Extract every line of the data below and reproduce each one word for word, in the same order.

● ● ● ●

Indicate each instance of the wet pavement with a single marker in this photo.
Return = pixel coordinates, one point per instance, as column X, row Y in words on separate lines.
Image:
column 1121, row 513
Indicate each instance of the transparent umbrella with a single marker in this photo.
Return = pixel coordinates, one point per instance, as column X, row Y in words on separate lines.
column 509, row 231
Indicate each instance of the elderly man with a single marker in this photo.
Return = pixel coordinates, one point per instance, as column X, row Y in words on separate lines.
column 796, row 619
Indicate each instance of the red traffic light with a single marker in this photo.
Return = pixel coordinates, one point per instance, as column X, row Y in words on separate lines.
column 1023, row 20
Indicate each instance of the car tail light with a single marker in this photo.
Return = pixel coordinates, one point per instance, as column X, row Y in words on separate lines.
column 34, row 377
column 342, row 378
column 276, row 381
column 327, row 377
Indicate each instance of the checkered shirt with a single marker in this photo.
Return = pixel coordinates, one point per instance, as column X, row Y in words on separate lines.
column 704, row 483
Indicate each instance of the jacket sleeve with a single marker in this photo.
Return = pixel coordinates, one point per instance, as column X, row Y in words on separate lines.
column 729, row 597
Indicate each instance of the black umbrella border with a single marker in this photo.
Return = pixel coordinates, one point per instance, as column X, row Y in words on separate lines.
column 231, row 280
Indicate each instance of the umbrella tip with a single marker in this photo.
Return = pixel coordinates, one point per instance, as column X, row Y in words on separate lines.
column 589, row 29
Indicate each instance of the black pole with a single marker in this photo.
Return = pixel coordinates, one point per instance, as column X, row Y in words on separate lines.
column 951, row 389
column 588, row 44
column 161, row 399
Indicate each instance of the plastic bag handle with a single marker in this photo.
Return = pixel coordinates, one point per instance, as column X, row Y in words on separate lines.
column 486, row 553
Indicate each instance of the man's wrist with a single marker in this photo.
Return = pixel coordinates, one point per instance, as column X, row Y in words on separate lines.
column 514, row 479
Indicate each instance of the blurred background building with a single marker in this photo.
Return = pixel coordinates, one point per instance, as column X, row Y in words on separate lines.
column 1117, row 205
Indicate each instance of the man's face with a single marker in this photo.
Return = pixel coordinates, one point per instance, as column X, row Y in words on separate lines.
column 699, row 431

● ● ● ●

■ Exercise solution ■
Indicate each instance of the wet pavement with a single marker in this photo.
Return = pixel coordinates, one point per instance, as column X, row Y in words on separate lines.
Image:
column 1121, row 513
Indicate each instance of the transparent umbrella with a single marker in this photo.
Return = pixel coordinates, one point per instance, as column X, row Y in words on separate lines.
column 509, row 231
Indicate each instance of the elderly man with a single marker in this photo.
Return = pixel coordinates, one point per instance, as column X, row Y in words on separate lines.
column 796, row 619
Indicate each instance of the red traffic light with a single marker in this photo.
Return = pixel coordinates, one point per instance, as column X, row Y in words on separate lines.
column 1023, row 20
Indicate each instance of the car tail light with a single marker in this photo.
Return = pixel coordinates, one point per instance, as column X, row Y in words on separate lines.
column 34, row 377
column 342, row 378
column 276, row 381
column 327, row 377
Indicate each instance of the checkered shirt with a single marker in this photo.
Return = pixel coordinates, one point per instance, as column X, row Y in words on separate lines.
column 704, row 483
Indicate each instance of the jacket sleeve with a single marker in this photo.
Return = pixel coordinates, one point per instance, as column X, row Y in words on separate lines.
column 729, row 597
Indicate each instance of the black umbrella border with a single marker in this photo.
Return = pixel coordinates, one point per instance, as column X, row Y in words on separate lines.
column 231, row 280
Indicate each instance of the umbrella tip with a single marker in this photo.
Return = pixel coordinates, one point per instance, as column X, row Y in words on separate lines.
column 589, row 29
Indicate each instance of the black pole with a single marker in this photo.
Return = pixel coordinates, one point per instance, as column X, row Y in words on separate lines.
column 951, row 389
column 588, row 44
column 161, row 399
Indicate each instance of the plastic bag handle with a single marker in this photo.
Return = pixel coordinates, one point per instance, as column X, row Y in words on separate lines.
column 486, row 553
Indicate each instance of the man's wrist with a single marker in this photo.
Return = pixel coordinates, one point per instance, as column X, row Y in words on separate lines.
column 514, row 479
Indicate each instance of the blurred background building with a single marker in this photo.
Return = pixel coordinates, one point per instance, as column X, row Y in words on separate lines.
column 1117, row 205
Indicate each instance of the man's face with a single marker in this photo.
Return = pixel coordinates, one point per instance, as column X, row Y in words on separate lines.
column 699, row 431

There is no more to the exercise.